Data to use:
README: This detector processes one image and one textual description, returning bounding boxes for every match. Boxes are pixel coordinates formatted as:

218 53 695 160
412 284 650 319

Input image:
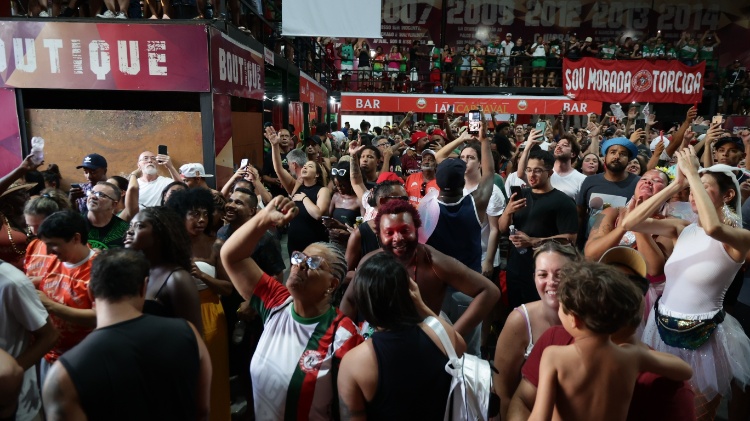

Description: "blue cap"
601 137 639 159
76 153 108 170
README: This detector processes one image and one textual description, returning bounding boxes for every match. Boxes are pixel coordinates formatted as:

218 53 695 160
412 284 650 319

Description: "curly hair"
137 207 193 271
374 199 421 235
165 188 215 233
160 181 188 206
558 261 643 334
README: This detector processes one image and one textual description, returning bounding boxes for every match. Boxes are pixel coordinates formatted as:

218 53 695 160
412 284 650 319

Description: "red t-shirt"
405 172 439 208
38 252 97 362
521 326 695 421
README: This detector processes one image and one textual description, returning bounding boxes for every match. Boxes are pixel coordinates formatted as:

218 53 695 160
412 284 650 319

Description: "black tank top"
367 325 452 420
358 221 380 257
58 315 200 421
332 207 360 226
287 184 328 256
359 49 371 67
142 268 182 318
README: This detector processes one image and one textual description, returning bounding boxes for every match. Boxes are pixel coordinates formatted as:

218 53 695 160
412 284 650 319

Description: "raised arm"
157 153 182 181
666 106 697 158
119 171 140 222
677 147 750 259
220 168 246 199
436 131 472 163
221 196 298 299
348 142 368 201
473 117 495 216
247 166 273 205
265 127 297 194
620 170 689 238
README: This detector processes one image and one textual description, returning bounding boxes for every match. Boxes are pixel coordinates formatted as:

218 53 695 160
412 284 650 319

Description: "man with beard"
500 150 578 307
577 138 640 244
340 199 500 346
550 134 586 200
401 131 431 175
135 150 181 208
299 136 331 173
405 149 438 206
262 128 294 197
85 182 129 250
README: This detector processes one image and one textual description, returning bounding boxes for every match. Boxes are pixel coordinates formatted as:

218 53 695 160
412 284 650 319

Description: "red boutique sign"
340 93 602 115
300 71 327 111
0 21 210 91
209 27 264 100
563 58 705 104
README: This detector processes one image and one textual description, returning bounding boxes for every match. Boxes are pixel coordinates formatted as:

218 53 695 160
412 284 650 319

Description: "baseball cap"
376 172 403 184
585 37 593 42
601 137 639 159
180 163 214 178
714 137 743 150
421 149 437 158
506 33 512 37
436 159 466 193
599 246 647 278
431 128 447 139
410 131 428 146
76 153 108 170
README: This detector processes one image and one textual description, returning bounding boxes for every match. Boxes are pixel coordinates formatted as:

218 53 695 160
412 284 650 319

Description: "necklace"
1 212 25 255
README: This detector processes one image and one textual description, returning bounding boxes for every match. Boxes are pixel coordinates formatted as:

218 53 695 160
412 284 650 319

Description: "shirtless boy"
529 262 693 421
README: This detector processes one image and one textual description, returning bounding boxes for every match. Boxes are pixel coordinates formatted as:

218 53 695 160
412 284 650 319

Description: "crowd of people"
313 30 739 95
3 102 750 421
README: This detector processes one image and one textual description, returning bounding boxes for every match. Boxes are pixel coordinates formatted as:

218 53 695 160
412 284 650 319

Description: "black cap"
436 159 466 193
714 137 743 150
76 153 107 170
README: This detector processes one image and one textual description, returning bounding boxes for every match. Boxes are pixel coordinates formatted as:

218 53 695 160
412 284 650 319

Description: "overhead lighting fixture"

Work request:
Without including any picture, print all of the entries above exactly.

Your solution:
README: This detector processes one image and one textual description, returning bounding boxes for every match. Boxes are pixel coordinates formatted as:

218 53 695 160
412 284 650 319

Input image:

Description: "blue cap"
601 137 639 159
76 153 108 170
README: This detector processes one image and one textual description, returning bounding boxes for every match. Boxes are pixel coordinates formatted as:

218 53 695 160
412 284 650 319

Description: "curly hair"
137 207 193 271
374 199 421 235
165 188 215 233
160 181 188 206
558 261 643 334
README: This detector processes one image and one textual description, returning bounding boxes for every match. Boxes are pixel coordinates formatted as:

218 53 695 160
412 284 650 319

Description: "red t-shirt"
405 172 439 208
38 252 97 362
521 326 695 421
README: This detector processes one image and one textual description, returning bounding boxes for every match. Boxes are pixel coordinates formatted as:

218 53 695 160
412 284 650 319

Description: "black tank top"
367 325 452 420
358 221 380 257
58 315 200 421
332 207 360 226
287 184 328 256
359 49 371 67
142 268 182 318
README: This detector processes one image and one textual description, returning bounding boxes for every match. Boxes are pixel coordinates formatted as:

218 53 695 160
412 284 650 319

Description: "raised arm"
157 153 182 181
666 106 697 158
119 171 140 222
677 147 750 259
220 168 246 199
436 131 472 163
221 196 298 299
348 142 368 201
473 117 495 216
247 166 273 205
265 127 297 194
620 170 689 238
README: This detector processes one image and one textual description, returning bounding boxes for every match. Boxes are pixel coordinates formatted as:

218 53 695 160
412 284 650 319

Description: "man with beard"
500 150 578 307
577 138 640 244
340 199 500 346
550 134 586 200
401 131 431 175
135 150 181 208
299 136 331 173
405 149 438 206
262 128 294 197
85 182 129 250
README: This detector processes one image and one textual description, returning bounding boxes for every match. Boxes are pixel coordinates formatted as:

218 53 695 160
412 284 650 319

Description: "red boutique sign"
340 93 602 115
300 71 327 111
0 21 210 91
209 27 264 100
563 58 705 104
README: This detector processes one image and one textual description, returning bounding boxes for every match. Boxes are pixel coordinates formatted as:

218 53 695 160
412 284 650 319

Description: "baseball cap"
376 172 403 184
585 37 593 42
601 137 639 159
180 163 214 178
714 137 743 150
421 149 437 158
506 33 512 37
436 159 466 193
599 246 647 278
431 128 447 139
410 131 428 146
76 153 108 170
README: This detector processes one image and one textual description, returning bounding boxes for every match. Boxes are pixel coordinates formatted as:

218 53 695 160
412 284 650 319

Description: "necklace"
1 212 25 255
README: This detector processes one image and one textual description, returning bounding boxes for every match. Boxes are pixel coordinates formatted as:

218 53 695 160
412 284 650 319

Description: "shirtless boy"
529 262 693 421
README: This detector processes one image and one textual description, returning bounding boxes for every match. Boxes are pixel coordinates formatted as:

218 53 695 160
412 284 650 319

Description: "crowd of people"
313 30 739 95
3 102 750 421
README: This detector processes one image and one textual description, returning bounding boxes for every match. Boxes are pixel coordinates formatted as:

218 53 695 160
412 284 650 319

Description: "black cap"
436 159 466 193
714 137 743 150
76 153 107 170
README: This detector processes one image and one textual description, returning bounding boxes for every match. Boxes are pixel coordinates formatted as:

218 53 695 160
412 284 650 319

Description: "overhead lighting fixture"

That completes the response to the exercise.